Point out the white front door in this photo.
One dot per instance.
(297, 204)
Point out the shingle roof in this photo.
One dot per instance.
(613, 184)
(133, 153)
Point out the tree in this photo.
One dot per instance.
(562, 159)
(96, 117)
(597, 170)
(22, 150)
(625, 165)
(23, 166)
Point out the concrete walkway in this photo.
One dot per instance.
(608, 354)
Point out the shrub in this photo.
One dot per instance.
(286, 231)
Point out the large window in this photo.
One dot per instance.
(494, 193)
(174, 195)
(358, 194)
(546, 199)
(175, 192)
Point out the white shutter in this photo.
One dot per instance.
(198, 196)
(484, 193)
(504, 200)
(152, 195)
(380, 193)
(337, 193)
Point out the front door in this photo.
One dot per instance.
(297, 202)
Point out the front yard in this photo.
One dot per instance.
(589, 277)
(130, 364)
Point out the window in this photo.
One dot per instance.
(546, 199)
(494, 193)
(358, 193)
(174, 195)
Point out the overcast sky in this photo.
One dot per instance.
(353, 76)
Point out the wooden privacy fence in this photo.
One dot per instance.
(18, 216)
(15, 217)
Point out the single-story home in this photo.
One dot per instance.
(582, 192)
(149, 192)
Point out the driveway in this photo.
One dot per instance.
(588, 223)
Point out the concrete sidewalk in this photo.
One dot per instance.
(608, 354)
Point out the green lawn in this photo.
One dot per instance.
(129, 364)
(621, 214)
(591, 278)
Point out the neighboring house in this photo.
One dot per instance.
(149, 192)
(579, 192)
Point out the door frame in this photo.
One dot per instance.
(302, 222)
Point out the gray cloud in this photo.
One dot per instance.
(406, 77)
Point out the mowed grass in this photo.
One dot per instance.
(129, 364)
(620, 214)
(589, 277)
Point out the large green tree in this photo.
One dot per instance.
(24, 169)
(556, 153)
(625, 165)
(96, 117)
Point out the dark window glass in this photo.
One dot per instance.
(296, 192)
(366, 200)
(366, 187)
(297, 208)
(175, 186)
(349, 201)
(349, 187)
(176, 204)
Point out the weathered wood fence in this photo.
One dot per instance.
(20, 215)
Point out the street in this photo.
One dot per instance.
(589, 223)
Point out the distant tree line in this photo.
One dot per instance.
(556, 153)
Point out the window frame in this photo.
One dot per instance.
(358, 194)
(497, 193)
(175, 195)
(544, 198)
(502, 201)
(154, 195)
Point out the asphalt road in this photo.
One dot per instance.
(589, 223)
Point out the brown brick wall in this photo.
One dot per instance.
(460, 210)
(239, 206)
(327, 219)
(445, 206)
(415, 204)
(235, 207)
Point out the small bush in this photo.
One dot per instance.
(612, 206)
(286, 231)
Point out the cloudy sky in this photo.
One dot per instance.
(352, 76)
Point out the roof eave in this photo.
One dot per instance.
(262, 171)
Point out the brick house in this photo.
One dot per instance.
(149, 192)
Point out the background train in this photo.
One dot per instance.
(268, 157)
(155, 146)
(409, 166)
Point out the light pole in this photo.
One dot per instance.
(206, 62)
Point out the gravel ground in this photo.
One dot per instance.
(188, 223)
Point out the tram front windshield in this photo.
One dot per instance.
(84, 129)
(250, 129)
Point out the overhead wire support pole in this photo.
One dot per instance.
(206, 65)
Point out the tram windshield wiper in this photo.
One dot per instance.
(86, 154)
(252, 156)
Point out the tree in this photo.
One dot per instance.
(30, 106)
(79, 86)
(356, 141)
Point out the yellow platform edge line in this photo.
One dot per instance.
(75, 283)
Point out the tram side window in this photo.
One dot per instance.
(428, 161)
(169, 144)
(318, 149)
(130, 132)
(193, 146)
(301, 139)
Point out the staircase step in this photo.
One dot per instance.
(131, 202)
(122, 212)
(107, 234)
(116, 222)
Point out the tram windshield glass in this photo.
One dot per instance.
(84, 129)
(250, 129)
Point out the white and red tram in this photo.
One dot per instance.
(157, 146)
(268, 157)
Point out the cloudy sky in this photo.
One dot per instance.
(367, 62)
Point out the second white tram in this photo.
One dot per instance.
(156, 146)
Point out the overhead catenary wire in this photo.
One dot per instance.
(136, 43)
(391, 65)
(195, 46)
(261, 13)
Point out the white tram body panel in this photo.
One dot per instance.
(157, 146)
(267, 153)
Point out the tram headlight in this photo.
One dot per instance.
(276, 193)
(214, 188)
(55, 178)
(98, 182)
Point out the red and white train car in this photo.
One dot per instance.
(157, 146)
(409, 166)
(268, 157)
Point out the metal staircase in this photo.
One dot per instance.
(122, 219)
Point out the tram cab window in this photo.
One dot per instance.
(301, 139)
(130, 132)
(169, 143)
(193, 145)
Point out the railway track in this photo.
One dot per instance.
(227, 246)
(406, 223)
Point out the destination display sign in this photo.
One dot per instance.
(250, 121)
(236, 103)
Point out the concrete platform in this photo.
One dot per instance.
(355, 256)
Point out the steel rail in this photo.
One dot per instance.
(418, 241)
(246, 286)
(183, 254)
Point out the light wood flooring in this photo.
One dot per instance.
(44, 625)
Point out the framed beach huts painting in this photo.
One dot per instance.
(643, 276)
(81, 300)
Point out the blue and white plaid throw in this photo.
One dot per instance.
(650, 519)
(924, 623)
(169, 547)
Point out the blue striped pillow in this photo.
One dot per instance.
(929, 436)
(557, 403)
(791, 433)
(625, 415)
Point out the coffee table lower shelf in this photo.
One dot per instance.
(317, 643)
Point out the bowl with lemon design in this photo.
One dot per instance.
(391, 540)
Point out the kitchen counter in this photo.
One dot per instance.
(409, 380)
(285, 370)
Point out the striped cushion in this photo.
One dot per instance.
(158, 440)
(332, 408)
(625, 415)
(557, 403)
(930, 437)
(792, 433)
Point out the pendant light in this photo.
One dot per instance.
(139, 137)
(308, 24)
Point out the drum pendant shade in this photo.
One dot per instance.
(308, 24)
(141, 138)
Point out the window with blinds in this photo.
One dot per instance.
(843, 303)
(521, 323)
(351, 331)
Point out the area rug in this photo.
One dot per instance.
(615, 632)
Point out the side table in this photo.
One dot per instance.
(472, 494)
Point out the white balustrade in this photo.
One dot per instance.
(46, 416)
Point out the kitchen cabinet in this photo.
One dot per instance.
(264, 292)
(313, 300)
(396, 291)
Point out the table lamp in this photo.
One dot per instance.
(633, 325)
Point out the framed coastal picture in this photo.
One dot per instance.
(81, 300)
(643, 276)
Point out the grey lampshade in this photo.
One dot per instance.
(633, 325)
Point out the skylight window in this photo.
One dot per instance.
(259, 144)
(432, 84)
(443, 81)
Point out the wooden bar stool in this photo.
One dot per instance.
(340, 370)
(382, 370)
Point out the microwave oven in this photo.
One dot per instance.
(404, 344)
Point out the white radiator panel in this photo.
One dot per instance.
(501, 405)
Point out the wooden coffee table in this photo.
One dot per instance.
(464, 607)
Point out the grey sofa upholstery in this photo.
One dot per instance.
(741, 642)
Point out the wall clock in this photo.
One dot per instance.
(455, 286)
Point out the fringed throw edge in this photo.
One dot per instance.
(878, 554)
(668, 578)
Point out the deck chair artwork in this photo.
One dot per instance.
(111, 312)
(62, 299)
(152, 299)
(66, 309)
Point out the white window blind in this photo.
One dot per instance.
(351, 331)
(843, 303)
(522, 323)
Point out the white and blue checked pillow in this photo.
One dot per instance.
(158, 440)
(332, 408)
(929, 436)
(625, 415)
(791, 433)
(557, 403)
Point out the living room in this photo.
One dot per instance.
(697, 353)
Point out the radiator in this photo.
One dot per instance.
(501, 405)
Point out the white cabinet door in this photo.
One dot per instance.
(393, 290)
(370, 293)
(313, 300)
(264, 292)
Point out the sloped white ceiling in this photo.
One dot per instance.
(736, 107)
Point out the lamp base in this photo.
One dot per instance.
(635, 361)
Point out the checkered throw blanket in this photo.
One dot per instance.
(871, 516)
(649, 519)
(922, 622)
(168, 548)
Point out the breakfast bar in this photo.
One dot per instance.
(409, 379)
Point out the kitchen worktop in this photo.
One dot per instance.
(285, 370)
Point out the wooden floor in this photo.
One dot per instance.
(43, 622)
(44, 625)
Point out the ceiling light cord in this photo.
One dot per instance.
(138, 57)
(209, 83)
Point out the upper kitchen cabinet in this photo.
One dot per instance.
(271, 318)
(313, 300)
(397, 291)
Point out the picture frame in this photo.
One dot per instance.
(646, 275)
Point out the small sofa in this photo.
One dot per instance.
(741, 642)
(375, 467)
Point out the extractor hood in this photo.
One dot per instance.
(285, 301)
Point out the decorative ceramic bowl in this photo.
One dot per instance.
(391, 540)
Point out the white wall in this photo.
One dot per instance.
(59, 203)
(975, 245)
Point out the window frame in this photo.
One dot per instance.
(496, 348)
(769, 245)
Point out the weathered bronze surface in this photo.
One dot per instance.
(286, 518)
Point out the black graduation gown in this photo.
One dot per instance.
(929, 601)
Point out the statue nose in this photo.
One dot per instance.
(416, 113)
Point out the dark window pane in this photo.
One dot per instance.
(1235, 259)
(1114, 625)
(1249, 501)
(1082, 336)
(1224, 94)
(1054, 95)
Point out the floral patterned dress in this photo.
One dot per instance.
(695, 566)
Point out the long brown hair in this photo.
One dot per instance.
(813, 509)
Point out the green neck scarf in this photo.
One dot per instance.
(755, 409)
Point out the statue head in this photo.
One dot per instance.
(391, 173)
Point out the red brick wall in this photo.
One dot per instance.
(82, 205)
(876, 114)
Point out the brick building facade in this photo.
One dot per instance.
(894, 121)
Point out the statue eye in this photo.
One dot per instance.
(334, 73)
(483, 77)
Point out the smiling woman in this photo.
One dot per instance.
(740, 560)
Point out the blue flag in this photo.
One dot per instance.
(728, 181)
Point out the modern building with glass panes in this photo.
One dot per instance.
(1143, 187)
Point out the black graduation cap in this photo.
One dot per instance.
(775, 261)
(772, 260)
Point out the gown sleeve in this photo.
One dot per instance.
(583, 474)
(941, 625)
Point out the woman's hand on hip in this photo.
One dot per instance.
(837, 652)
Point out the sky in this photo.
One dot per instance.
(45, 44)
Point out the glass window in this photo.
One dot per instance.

• • • • • • •

■ **What is required**
Print everything from the line that contains "Point out the sky in this photo." down to the end of the rows, repeating each line as it stands.

■ **Correct output**
Point out the sky in this photo.
One dot per instance.
(45, 44)
Point out the glass window in this photo.
One dot per instance.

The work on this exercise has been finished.